▶ **Text excerpt**
——

# Got me a NEW production 59 Bear Kodiak



## bfisherman11 (Oct 16, 2002)

I first shot the New Bear 59 Kodiak at Kalamazoo. That bow was a 45# bow and I liked how it shot. I felt it was braced too low BUT I knew it would shoot better with a few twists of the string and still I liked it. It was smooth drawing, had a little thump at the shot and seemed to cast the arrow well. It was a tad loud but like I said that one had a low brace ht.

I decided to eventually get one. I usually like a bow in the 53-55# (mostly heavy riser Black Widows). I figured I would want this Bear in the 50# range so the thump would not get too bad and the lighter draw weight will be nice as I get older.

Last week I found a brand new 50# bow on line. Most dealers were out of stock of the 50 pounders so I felt lucky to find this bow. 

It showed up yesterday evening. All I can say is I am NOT disappointed. The fit and finish is a perfect as it can be. The leather grip looks and feels very retro, and the bow shoots my Goldtip 3555's well. I only shot about 8 yards in my basement but it grouped right away and behaved nicely at the shot. I have a 1958 Kodiak also and when I shoot this new 59 it is reminiscent of that bow, just a bit better in my opinion. 

So, if Bear needed yet another happy customer they got one. I know a purist may find some deviation from the classic but I like being able to shoot FF string. I like not regularly shooting a 55 year old bow, and I like the look and feel of this bow. It is close enough to the original for me. I am very glad Bear listened to the Trad guys on sites like this who said there was a market.

I bet Fred Bear would be very pleased with this reproduction.

Just wanted to share with my internet pals!

Bill


----------



## centershot (Sep 13, 2002)

Those are good looking bows - hope you enjoy it.


----------



## Easykeeper (Jan 2, 2003)

I have yet to read anything negative about that bow. Congratulations on owning what is probably the quintessential "50s style" recurve.

——

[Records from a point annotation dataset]
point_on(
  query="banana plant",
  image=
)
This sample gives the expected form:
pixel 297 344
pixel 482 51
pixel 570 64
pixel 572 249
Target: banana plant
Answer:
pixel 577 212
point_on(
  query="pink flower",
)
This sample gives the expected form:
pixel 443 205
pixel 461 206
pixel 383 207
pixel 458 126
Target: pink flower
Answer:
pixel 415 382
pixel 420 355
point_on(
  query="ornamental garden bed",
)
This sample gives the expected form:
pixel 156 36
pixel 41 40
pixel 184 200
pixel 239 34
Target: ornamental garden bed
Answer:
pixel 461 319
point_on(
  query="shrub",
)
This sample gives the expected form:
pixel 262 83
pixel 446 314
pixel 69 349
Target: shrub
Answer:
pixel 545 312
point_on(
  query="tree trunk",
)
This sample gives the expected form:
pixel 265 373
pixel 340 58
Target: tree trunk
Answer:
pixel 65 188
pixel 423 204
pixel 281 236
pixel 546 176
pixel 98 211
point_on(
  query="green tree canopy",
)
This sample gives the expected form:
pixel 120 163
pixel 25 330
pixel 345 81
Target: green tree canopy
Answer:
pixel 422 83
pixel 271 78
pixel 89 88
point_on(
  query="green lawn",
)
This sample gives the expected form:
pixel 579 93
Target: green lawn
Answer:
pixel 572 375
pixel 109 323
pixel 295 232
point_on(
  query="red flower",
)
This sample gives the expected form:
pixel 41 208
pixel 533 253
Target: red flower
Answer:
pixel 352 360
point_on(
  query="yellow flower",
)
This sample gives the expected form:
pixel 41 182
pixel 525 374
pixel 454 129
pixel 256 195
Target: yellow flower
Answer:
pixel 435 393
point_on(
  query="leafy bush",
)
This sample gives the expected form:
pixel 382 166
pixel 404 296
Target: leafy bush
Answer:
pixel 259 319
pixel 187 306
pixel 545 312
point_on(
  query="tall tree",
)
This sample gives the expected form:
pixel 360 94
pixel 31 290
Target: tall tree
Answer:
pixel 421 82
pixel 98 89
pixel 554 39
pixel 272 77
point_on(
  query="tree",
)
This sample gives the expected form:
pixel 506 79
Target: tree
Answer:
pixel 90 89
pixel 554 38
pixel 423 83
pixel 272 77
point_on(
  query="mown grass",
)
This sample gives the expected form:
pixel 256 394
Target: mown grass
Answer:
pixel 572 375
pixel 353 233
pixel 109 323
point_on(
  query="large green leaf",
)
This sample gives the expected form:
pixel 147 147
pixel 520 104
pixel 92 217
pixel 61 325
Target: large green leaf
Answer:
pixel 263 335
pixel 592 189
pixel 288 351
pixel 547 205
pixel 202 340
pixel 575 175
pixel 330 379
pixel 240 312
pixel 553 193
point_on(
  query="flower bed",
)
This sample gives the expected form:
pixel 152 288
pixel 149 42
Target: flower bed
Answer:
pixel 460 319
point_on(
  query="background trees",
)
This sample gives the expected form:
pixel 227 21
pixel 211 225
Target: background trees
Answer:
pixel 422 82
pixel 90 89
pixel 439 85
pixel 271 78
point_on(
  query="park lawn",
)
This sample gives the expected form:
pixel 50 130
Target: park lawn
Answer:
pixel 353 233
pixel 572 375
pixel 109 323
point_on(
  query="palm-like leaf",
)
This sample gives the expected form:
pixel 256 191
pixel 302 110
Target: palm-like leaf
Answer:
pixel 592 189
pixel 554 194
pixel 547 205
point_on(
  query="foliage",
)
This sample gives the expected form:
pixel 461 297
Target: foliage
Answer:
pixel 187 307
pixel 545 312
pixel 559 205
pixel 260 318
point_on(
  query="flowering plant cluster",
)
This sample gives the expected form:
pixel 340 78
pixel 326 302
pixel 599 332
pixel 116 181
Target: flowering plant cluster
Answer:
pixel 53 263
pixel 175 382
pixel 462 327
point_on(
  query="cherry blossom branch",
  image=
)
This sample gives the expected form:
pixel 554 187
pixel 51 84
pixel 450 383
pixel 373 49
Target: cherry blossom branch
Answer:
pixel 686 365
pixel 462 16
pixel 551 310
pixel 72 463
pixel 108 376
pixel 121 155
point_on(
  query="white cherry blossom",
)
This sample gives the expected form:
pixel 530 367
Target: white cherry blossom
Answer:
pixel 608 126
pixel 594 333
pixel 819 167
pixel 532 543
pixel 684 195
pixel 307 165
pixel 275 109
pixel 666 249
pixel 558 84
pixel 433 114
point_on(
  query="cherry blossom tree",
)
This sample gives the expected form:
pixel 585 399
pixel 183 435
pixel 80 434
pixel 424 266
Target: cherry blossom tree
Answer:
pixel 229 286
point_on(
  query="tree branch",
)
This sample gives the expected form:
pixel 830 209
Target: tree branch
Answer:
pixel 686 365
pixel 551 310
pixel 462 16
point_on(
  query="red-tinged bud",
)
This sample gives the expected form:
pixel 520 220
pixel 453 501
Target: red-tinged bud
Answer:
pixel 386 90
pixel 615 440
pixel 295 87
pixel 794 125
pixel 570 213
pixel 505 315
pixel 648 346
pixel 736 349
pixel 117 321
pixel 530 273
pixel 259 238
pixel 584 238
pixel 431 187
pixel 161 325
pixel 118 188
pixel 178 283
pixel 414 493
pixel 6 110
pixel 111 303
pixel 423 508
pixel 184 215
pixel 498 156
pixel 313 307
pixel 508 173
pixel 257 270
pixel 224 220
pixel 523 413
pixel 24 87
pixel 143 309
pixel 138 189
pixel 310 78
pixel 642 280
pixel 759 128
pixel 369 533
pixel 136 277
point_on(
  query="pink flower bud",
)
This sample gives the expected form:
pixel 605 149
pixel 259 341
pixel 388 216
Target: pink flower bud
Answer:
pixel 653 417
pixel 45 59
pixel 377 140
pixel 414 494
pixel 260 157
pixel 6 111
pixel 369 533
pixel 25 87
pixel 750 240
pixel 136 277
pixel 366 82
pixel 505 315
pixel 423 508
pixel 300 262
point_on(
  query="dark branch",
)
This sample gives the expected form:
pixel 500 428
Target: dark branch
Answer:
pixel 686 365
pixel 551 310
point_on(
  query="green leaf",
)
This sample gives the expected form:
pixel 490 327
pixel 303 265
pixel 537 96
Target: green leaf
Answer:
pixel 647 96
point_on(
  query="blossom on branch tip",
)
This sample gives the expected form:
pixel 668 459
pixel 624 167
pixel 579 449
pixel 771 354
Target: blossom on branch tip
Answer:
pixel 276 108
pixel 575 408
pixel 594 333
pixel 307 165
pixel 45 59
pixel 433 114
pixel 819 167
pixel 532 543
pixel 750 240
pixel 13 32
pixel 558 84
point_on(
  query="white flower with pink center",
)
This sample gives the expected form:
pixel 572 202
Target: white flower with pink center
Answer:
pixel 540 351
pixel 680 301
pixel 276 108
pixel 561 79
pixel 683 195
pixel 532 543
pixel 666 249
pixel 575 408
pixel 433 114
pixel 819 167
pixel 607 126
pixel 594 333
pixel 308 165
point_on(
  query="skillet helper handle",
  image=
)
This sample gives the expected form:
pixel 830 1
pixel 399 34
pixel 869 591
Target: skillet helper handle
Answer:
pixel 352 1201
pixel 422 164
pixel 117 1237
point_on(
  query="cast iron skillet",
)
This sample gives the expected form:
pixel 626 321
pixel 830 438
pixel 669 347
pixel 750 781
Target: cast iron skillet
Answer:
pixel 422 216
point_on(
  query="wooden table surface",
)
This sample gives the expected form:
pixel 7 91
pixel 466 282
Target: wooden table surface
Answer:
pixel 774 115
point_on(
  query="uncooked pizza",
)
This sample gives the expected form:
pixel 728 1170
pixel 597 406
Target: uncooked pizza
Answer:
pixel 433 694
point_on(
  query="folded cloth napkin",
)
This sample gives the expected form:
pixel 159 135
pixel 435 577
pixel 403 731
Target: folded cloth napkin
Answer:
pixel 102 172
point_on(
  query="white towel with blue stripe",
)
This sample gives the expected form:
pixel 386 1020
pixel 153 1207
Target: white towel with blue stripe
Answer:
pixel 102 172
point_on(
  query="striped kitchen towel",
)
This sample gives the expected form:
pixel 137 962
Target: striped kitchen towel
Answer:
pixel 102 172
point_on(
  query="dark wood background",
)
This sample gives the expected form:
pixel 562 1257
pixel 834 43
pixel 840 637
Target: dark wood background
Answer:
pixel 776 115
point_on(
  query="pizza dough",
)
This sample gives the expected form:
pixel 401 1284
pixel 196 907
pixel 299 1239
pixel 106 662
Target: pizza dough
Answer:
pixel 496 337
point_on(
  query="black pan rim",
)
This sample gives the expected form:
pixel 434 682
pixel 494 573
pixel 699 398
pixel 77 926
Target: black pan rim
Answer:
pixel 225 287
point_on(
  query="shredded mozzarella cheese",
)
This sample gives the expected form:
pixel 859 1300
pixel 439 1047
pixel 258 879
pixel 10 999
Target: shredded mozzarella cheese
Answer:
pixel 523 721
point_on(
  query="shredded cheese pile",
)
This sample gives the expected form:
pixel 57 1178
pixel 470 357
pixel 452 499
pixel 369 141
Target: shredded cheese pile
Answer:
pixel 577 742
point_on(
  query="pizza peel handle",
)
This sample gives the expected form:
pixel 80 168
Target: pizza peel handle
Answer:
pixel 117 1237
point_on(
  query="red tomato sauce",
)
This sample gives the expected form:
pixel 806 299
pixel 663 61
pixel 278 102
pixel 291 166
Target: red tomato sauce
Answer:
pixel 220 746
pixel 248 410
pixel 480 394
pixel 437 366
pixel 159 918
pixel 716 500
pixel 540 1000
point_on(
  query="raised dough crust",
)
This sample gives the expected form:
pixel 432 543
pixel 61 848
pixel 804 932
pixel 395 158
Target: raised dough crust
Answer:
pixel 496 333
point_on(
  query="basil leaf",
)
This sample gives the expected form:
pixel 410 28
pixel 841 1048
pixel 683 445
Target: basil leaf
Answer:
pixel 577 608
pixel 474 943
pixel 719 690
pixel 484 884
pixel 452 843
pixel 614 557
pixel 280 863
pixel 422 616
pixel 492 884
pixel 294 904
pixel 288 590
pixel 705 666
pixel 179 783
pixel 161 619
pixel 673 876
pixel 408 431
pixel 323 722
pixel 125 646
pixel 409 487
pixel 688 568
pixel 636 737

——

▶ **Tasks and exercises**
(a) Turn the paragraph of the Bear Kodiak thread beginning "It showed up yesterday evening" into a short bulleted list that keeps its main facts.
(b) Please set down, word for word, the part of the Bear Kodiak thread that opens with the words containing "# Got me a NEW" and closes with "find this bow.".
The listing plays no part in anything asked here.

▶ **Answers to the tasks**
(a)
- The bow arrived yesterday evening, and the writer is not disappointed.
- Fit and finish are as perfect as they can be.
- The leather grip looks and feels very retro.
- It shoots the writer's Goldtip 3555s well.
- In only about 8 yards of basement shooting, it grouped right away and behaved nicely at the shot.
- It recalls the writer's 1958 Kodiak and is a bit better, in the writer's opinion.

(b)
# Got me a NEW production 59 Bear Kodiak



## bfisherman11 (Oct 16, 2002)

I first shot the New Bear 59 Kodiak at Kalamazoo. That bow was a 45# bow and I liked how it shot. I felt it was braced too low BUT I knew it would shoot better with a few twists of the string and still I liked it. It was smooth drawing, had a little thump at the shot and seemed to cast the arrow well. It was a tad loud but like I said that one had a low brace ht.

I decided to eventually get one. I usually like a bow in the 53-55# (mostly heavy riser Black Widows). I figured I would want this Bear in the 50# range so the thump would not get too bad and the lighter draw weight will be nice as I get older.

Last week I found a brand new 50# bow on line. Most dealers were out of stock of the 50 pounders so I felt lucky to find this bow.